(PROBLEM DETAILS)
Lines holding the string "item": copy each one from the listing below.
___ TASK DATA
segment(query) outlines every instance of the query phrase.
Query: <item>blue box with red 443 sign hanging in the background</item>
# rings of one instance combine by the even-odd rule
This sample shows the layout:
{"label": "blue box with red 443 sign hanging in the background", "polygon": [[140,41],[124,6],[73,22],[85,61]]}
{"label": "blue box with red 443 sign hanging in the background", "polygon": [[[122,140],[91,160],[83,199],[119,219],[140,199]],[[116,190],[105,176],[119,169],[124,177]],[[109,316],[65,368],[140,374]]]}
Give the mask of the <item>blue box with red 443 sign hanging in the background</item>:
______
(SOLUTION BELOW)
Query: <item>blue box with red 443 sign hanging in the background</item>
Give the mask of the <item>blue box with red 443 sign hanging in the background</item>:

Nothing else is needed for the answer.